Written instruction
Print all the data, keeping every line exactly as it is.

Supplied records
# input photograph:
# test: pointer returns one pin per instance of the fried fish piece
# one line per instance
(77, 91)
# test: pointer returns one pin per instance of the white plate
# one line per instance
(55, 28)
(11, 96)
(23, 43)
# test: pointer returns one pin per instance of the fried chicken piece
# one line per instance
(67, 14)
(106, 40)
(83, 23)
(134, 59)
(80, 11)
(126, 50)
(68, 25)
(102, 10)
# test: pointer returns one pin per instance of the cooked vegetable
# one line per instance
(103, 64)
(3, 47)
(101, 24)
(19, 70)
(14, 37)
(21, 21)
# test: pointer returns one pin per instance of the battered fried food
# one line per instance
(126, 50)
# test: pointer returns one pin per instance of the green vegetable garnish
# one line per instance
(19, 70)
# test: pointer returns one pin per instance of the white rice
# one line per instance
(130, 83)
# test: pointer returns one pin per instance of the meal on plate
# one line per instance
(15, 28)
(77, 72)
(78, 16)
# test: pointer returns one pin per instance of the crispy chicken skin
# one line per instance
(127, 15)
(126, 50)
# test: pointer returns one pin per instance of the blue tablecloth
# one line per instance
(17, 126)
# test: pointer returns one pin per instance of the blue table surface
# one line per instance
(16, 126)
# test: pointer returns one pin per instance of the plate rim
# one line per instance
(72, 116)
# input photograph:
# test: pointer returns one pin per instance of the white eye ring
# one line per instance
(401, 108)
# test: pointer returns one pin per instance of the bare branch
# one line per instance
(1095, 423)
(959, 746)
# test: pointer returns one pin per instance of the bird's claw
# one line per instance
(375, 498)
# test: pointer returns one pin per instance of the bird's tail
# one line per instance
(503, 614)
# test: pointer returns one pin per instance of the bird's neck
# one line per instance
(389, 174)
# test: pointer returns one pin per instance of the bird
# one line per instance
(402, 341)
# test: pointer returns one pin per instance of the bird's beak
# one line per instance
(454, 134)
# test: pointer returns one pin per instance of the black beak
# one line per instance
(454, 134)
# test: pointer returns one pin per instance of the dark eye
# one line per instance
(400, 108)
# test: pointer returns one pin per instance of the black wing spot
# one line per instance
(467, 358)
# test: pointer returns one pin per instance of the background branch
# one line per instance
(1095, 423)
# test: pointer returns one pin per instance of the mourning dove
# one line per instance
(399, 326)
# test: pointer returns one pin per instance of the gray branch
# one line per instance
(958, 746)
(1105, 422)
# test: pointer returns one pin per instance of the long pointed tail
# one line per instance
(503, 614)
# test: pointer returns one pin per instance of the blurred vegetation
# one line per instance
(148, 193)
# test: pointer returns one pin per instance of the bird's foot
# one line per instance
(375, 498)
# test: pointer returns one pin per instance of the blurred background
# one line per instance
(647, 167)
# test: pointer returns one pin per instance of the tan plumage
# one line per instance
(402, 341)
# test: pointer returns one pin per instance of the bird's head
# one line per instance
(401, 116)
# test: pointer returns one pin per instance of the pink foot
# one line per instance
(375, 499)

Complete output
# input photograph:
# test: pointer returns one pin per instance of the fried fish piece
# one line per instance
(77, 91)
# test: pointer returns one pin per instance of the white plate
# one line per instance
(55, 28)
(11, 96)
(23, 43)
# test: pointer returns one pin per instance of the fried chicken piece
# one line per instance
(67, 14)
(106, 40)
(83, 23)
(134, 59)
(80, 11)
(126, 50)
(68, 25)
(102, 10)
# test: pointer returns one pin per instance of the cooked vegetable
# one line per instance
(103, 64)
(3, 47)
(101, 24)
(19, 70)
(14, 37)
(21, 21)
# test: pointer returns one pin per instance of the battered fried food
# one line per instance
(126, 50)
# test: pointer returns one pin per instance of the green vegetable garnish
# one line per instance
(19, 70)
# test: pointer returns one pin per instance of the white rice
# one line per instance
(130, 83)
# test: pointer returns one pin per instance of the meal on plate
# one line per instance
(15, 28)
(77, 72)
(78, 16)
# test: pointer returns one pin per instance of the crispy chicken skin
# one line per instance
(127, 15)
(126, 50)
# test: pointer returns one pin per instance of the blue tablecloth
# one line per instance
(17, 126)
# test: pointer returns one pin per instance of the blue table surface
# one line per instance
(16, 126)
# test: pointer returns one pin per instance of the plate rim
# one line per instance
(72, 116)
# input photograph:
# test: pointer returns one pin per instance of the white eye ring
# one line per instance
(401, 108)
# test: pointer returns one pin per instance of the bare branch
# one line per instance
(1095, 423)
(959, 746)
# test: pointer returns one pin per instance of the bird's claw
# one line per instance
(375, 498)
# test: pointer returns one pin per instance of the bird's tail
# one line per instance
(503, 614)
# test: pointer returns one pin per instance of the bird's neck
# one line per instance
(389, 174)
# test: pointer returns one pin per instance of the bird
# one line per instance
(402, 341)
# test: pointer returns one pin per instance of the bird's beak
# one line per instance
(454, 134)
# test: pointer returns one pin per instance of the black beak
# one line per instance
(454, 134)
# test: pointer returns one pin per instance of the dark eye
# one line per instance
(400, 108)
# test: pointer returns one pin per instance of the black wing spot
# one line per instance
(467, 358)
# test: pointer returns one pin per instance of the background branch
# one line per instance
(1095, 423)
# test: pointer returns one pin per instance of the mourning dove
# one line per instance
(399, 326)
# test: pointer returns one pin per instance of the gray branch
# one line per instance
(958, 746)
(1105, 422)
# test: pointer returns one pin per instance of the long pointed tail
# one line per instance
(503, 614)
# test: pointer returns one pin per instance of the blurred vegetation
# one line per instance
(148, 193)
# test: pointer returns one pin per instance of the bird's foot
# one line per instance
(375, 498)
# test: pointer returns one pin per instance of the blurred background
# one line per instance
(647, 167)
# test: pointer returns one pin per instance of the tan plumage
# one line per instance
(402, 341)
# test: pointer returns one pin per instance of the bird's head
# one line per instance
(401, 116)
# test: pointer returns one pin per instance of the pink foot
# one line per instance
(375, 499)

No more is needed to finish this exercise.